**SELECTION**
Speaking exclusively to Emirates Business, he said: "This is the last thing anybody would have wished for and I'm just glad in a way that none of the Sri Lankan players were seriously injured.
"This has been a fear for cricket in Pakistan for a long time. You always think that it might happen; these guys who carried out these attacks, they have no rules and they do whatever."
Pakistan Cricket Board (PCB) officials had always maintained the sport is separate from politics and the country is safe for visiting teams. Such events as that of Tuesday, says Nazar, have totally undermined the positive work the PCB has done.
"The biggest impact will be that the PCB will find it very hard to invite people to play cricket there," he added.
"It will be very hard for them to convince any team that it is a safe environment, which really is a devastating blow for the PCB and for cricket in Pakistan."
When asked how long it might be before Pakistan is able to host another international Test series, Nazar replied: "I wish I could tell you. Three months? Six months? I have no idea."
The 52-year-old is confident, however, that his country can recover from the events eventually and praised Sri Lanka – who he insists were likely to have simply been in the wrong place at the wrong time – for their "solidarity".

**SHORT PROBLEM 1**
Select every line in the rows below that contains the string "flower", with case counting, and copy those lines out.

**INPUT**
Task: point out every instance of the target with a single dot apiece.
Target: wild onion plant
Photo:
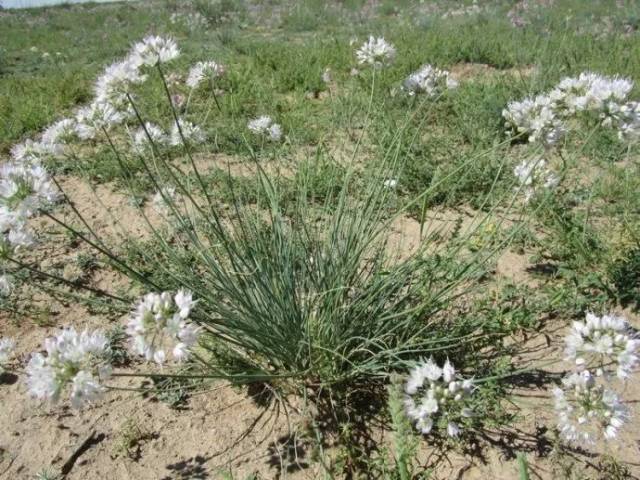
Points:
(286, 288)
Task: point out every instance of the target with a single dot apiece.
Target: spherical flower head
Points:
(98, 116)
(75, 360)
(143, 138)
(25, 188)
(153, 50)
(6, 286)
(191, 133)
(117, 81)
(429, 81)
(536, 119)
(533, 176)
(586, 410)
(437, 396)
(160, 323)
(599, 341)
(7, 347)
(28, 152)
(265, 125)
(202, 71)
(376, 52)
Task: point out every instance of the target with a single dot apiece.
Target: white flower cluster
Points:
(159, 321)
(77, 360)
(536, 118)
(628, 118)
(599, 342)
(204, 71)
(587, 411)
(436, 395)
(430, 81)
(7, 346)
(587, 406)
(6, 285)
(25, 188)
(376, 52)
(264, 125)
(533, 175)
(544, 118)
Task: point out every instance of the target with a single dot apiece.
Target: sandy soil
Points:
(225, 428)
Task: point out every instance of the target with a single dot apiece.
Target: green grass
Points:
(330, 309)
--
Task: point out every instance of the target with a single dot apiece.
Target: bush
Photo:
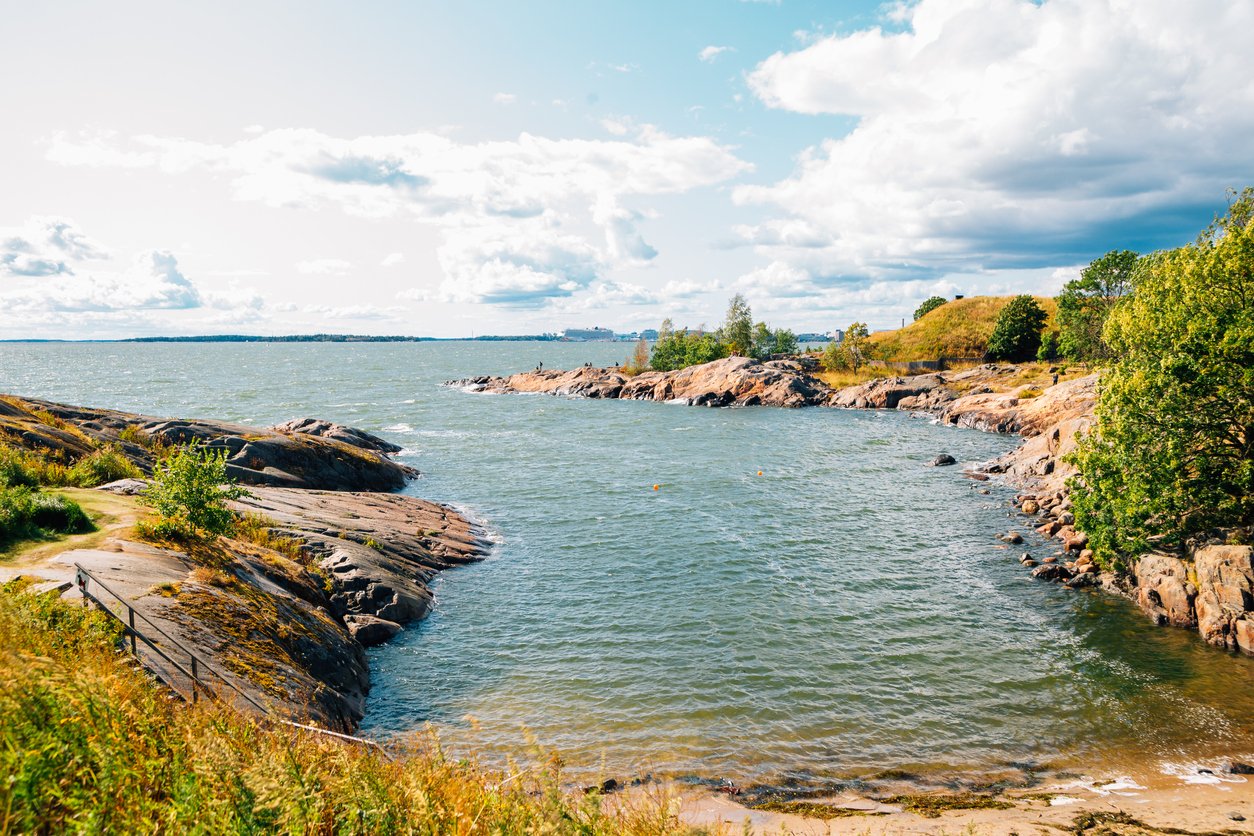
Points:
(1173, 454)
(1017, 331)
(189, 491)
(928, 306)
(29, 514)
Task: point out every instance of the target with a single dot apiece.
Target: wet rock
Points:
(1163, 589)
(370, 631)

**SHORT PROBLEM 2**
Continue the piece on cricket in Pakistan after the attack on the Sri Lankan players, beginning after its last sentence.

**EXERCISE ANSWER 1**
Target: spherical flower head
Target: white flower cluster

**EXERCISE ANSWER 2**
"Pakistan players are very resilient," he said. "You've seen this thing before; whatever is thrown at them they bounce back.
"The Sri Lanka team is very brave also. They have always shown a lot of solidarity to Pakistan and stood shoulder to shoulder with them. They are fighting their own war and should be praised for what they have done by playing in Pakistan. Sri Lanka was not the target – any team would have been a target."
Nazar says he now hopes Pakistan, who are expected to play Australia in the UAE later this year, can regain focus following news that their tour of Bangladesh has been postponed. "I hope they come to Dubai Sports City because the best thing they can do now is focus on cricket and get back out and play."